----- Given data -----

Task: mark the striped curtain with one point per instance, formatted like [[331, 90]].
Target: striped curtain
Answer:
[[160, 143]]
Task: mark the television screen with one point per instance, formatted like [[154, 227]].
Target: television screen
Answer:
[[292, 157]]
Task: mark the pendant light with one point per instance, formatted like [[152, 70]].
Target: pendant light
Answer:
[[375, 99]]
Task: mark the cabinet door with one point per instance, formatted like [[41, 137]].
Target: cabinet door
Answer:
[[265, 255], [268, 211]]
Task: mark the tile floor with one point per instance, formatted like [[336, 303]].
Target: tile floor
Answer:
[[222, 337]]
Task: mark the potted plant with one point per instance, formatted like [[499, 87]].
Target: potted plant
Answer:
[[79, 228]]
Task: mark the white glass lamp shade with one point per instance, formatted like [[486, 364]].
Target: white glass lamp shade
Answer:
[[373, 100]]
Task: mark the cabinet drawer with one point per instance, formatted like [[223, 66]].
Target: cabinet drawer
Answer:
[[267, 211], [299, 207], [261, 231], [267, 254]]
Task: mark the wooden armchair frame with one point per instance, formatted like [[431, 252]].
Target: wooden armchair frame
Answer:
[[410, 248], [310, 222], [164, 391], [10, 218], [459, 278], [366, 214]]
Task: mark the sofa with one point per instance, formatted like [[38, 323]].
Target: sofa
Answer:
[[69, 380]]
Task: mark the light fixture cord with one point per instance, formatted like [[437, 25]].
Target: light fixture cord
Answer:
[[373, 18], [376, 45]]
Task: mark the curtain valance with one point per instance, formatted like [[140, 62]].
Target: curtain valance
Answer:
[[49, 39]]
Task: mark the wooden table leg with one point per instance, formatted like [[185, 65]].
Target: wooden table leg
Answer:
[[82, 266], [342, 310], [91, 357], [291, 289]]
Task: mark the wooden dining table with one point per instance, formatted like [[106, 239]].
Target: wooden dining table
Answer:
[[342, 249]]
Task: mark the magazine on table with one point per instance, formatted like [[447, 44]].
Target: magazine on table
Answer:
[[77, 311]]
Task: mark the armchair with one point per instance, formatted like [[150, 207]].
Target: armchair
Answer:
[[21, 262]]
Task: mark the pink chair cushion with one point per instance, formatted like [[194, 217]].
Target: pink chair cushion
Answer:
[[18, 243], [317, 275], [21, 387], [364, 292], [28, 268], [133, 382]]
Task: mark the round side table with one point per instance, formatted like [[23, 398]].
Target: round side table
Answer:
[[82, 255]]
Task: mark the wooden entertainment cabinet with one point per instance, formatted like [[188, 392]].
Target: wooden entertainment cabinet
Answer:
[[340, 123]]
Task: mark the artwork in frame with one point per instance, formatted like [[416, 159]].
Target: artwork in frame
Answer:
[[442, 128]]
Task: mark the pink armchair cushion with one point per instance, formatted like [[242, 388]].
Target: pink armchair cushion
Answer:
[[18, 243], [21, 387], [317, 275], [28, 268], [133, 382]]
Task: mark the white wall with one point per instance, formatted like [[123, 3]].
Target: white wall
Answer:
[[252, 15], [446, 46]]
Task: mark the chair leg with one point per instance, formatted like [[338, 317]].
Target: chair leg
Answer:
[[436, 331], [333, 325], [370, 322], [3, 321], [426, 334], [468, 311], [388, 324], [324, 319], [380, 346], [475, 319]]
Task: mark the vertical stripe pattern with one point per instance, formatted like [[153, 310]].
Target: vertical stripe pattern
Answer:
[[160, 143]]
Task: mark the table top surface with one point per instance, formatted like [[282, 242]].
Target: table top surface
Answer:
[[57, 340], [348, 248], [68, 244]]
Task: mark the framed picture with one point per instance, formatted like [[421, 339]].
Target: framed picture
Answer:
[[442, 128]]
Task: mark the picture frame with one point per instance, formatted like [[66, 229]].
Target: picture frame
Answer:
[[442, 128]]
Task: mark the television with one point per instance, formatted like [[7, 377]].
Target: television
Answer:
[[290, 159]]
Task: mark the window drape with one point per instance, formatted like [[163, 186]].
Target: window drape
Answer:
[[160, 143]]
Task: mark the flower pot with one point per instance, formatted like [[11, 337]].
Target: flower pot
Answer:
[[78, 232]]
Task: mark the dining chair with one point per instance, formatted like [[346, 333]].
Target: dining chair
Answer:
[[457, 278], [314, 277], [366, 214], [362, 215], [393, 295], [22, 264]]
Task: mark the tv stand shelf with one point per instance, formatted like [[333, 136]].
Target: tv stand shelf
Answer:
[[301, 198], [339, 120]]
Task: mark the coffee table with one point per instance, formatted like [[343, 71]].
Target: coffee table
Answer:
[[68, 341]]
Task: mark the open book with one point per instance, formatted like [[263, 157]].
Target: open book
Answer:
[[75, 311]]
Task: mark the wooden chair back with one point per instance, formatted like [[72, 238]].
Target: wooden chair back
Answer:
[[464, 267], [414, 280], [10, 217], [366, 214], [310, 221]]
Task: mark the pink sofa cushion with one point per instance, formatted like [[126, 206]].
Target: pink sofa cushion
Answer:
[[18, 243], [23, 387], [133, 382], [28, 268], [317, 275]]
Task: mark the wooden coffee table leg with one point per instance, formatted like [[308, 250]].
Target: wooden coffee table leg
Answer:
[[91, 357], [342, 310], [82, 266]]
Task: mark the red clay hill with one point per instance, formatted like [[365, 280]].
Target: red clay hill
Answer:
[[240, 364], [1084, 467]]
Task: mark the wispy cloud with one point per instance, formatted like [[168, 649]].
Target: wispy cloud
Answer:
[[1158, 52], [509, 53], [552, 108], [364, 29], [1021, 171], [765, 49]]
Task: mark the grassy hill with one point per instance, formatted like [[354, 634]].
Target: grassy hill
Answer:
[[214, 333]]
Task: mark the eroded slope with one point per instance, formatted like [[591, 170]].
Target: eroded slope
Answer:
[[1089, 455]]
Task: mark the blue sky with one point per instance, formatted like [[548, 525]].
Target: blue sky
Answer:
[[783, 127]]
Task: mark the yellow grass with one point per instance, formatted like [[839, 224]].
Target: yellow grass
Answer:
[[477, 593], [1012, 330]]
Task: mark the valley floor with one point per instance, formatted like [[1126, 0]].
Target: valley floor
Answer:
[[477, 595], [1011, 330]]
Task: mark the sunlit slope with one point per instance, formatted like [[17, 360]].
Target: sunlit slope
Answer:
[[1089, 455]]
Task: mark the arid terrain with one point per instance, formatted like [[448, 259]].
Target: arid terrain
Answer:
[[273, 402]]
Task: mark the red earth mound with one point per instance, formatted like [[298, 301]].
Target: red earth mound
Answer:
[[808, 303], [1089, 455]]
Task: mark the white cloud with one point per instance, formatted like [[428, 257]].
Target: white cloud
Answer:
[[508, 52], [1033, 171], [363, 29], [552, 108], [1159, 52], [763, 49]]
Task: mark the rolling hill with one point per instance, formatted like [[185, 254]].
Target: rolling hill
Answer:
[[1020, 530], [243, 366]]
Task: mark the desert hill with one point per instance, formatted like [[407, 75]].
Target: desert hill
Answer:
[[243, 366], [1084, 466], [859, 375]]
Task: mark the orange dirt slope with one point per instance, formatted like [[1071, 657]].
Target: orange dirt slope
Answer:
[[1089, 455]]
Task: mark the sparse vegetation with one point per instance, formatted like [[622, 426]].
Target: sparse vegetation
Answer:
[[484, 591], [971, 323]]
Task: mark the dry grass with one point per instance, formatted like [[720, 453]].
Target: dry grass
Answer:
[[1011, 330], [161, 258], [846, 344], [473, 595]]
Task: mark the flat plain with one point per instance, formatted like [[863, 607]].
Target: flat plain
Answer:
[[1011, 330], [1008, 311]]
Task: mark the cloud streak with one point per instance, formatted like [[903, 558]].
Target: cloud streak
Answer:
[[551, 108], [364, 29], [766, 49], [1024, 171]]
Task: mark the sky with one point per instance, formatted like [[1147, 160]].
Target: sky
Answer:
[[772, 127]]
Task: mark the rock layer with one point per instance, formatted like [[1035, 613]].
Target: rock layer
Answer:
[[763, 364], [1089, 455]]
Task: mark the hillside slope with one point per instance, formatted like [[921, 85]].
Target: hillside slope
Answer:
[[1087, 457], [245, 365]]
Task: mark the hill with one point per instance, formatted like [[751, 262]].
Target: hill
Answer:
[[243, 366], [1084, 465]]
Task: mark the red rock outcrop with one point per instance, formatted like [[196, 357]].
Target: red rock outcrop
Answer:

-----

## [What you should do]
Locate all lines in the listing above with the word "potted". Copy them.

## [Written solution]
Task: mark the potted plant with one point per instance, formatted like [[499, 87]].
Target: potted plant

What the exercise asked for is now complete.